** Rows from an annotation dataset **
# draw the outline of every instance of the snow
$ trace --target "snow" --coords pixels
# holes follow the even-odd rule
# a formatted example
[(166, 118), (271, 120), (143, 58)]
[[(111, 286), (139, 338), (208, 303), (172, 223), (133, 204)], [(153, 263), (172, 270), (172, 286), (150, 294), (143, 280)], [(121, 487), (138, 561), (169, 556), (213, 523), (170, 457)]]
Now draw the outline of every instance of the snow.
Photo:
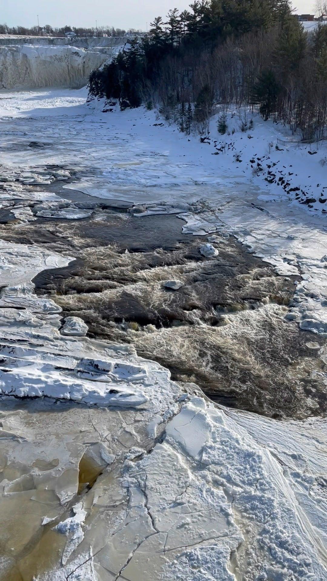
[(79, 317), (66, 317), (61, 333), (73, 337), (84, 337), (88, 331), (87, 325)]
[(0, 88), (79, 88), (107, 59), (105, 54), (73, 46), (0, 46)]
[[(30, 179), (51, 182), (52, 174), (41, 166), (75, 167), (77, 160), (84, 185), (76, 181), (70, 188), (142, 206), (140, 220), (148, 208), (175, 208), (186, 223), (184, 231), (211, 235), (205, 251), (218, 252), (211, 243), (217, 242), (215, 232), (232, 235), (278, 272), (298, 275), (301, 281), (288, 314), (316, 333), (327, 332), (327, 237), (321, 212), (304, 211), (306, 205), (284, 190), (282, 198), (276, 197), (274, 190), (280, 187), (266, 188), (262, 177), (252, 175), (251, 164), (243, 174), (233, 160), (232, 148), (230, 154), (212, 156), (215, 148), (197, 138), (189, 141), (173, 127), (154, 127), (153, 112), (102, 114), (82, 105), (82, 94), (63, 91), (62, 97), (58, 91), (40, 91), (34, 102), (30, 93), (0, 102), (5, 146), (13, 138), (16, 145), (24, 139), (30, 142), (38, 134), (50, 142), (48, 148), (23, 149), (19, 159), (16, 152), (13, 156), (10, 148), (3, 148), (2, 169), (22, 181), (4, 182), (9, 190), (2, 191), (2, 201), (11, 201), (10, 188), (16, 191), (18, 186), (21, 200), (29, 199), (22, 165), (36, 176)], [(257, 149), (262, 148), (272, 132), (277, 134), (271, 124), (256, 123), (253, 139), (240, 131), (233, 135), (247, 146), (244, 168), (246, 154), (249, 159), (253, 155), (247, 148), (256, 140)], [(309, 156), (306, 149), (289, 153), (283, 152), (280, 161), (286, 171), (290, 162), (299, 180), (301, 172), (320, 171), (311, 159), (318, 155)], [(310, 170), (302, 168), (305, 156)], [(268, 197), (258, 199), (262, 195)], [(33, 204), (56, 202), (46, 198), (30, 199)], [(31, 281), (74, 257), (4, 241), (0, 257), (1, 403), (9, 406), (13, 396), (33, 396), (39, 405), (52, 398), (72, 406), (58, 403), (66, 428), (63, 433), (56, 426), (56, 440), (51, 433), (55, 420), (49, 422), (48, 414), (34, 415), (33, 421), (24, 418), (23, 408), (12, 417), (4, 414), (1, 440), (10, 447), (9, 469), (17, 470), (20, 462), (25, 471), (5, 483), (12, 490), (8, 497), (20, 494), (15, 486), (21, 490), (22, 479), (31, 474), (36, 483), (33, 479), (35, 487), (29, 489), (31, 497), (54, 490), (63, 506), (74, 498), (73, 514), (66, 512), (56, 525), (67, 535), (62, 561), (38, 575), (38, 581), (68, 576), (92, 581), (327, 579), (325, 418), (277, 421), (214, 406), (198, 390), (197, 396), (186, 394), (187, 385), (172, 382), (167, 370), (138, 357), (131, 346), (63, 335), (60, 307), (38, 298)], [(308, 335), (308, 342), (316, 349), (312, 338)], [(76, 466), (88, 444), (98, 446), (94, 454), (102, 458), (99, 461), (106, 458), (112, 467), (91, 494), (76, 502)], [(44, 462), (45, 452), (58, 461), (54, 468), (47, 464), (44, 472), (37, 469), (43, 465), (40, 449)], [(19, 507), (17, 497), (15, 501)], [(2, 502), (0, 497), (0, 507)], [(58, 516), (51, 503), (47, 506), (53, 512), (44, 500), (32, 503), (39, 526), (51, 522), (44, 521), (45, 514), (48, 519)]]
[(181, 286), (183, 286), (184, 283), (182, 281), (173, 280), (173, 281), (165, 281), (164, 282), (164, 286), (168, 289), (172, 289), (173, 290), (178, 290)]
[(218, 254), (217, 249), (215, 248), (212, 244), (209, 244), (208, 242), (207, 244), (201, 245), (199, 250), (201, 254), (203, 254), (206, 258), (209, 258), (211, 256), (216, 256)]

** INSTRUCTIONS FOR THE TASK **
Convert every line of the rows above into a numbered list, omitting blank lines. Exclude the pictures from your list.

** OUTPUT BELOW **
1. # draw the outline of every instance of the snow
2. $ trace --target "snow" --coords pixels
3. # holes follow the even-odd rule
4. # a formatted example
5. [(166, 118), (271, 120), (143, 58)]
6. [[(111, 286), (139, 338), (208, 303), (172, 223), (133, 204)], [(153, 263), (172, 270), (172, 286), (150, 294), (143, 280)], [(121, 487), (138, 561), (169, 556), (213, 523), (170, 457)]]
7. Now draw the outline of every instance of the snow.
8. Photo:
9. [(79, 317), (66, 317), (61, 333), (73, 337), (84, 337), (88, 331), (87, 325)]
10. [(0, 88), (79, 88), (107, 59), (105, 54), (73, 46), (0, 46)]
11. [[(30, 179), (51, 182), (52, 174), (41, 166), (75, 167), (77, 160), (84, 185), (76, 181), (70, 188), (142, 206), (140, 220), (148, 208), (175, 208), (186, 223), (184, 231), (211, 235), (205, 251), (218, 252), (211, 243), (217, 242), (215, 232), (232, 235), (278, 272), (298, 275), (301, 281), (288, 314), (316, 333), (327, 332), (327, 237), (321, 212), (304, 211), (306, 205), (284, 190), (282, 198), (276, 197), (274, 190), (280, 187), (266, 188), (262, 177), (252, 175), (251, 164), (243, 174), (233, 160), (232, 148), (230, 154), (212, 156), (215, 148), (197, 138), (189, 141), (173, 127), (154, 127), (153, 112), (102, 114), (82, 105), (82, 94), (63, 91), (62, 97), (58, 91), (40, 91), (34, 102), (30, 93), (0, 102), (5, 146), (13, 138), (16, 145), (24, 139), (30, 142), (38, 134), (50, 142), (48, 148), (23, 149), (19, 159), (16, 152), (13, 156), (10, 148), (3, 148), (2, 169), (22, 181), (4, 182), (9, 190), (2, 191), (2, 201), (11, 201), (10, 188), (16, 191), (18, 186), (21, 200), (29, 199), (22, 165), (36, 176)], [(257, 149), (262, 148), (272, 132), (277, 134), (271, 124), (256, 123), (253, 139), (240, 131), (233, 135), (247, 146), (244, 168), (246, 154), (249, 159), (253, 155), (247, 148), (256, 140)], [(309, 156), (306, 149), (289, 153), (283, 152), (280, 161), (286, 171), (290, 162), (299, 180), (301, 172), (320, 171), (311, 159), (318, 155)], [(310, 170), (302, 168), (305, 156)], [(268, 197), (258, 199), (262, 195)], [(33, 204), (56, 202), (46, 198), (30, 199)], [(31, 281), (74, 257), (4, 241), (0, 257), (1, 403), (9, 406), (13, 396), (33, 396), (39, 405), (52, 398), (72, 406), (58, 403), (66, 428), (63, 433), (56, 426), (56, 440), (51, 433), (55, 420), (49, 422), (48, 414), (34, 415), (33, 421), (24, 418), (23, 408), (12, 417), (4, 414), (1, 440), (10, 447), (9, 469), (17, 470), (20, 462), (25, 471), (5, 483), (12, 490), (8, 497), (20, 494), (15, 486), (21, 490), (22, 479), (31, 474), (36, 483), (33, 479), (35, 487), (29, 489), (31, 497), (54, 490), (63, 506), (74, 498), (73, 514), (66, 512), (56, 525), (67, 535), (62, 561), (38, 575), (38, 581), (68, 576), (92, 581), (327, 579), (325, 418), (277, 421), (214, 406), (198, 390), (197, 396), (186, 394), (187, 385), (172, 382), (167, 370), (138, 357), (131, 346), (63, 335), (60, 307), (38, 298)], [(308, 335), (308, 342), (316, 349), (312, 338)], [(76, 466), (88, 444), (98, 446), (94, 454), (102, 458), (99, 461), (106, 458), (112, 467), (91, 494), (76, 502)], [(44, 462), (45, 452), (58, 461), (54, 468), (47, 464), (44, 472), (37, 469), (43, 465), (40, 449)], [(19, 507), (17, 497), (15, 501)], [(2, 502), (0, 497), (0, 507)], [(58, 516), (51, 503), (47, 506), (53, 512), (44, 500), (32, 503), (39, 526), (51, 522), (44, 521), (45, 514), (48, 519)]]
12. [(181, 286), (183, 286), (184, 283), (182, 281), (173, 280), (173, 281), (165, 281), (164, 282), (164, 286), (168, 289), (172, 289), (173, 290), (178, 290)]
13. [(218, 254), (217, 249), (215, 248), (212, 244), (209, 244), (208, 242), (207, 244), (201, 245), (199, 250), (201, 254), (203, 254), (206, 258), (209, 258), (211, 256), (216, 256)]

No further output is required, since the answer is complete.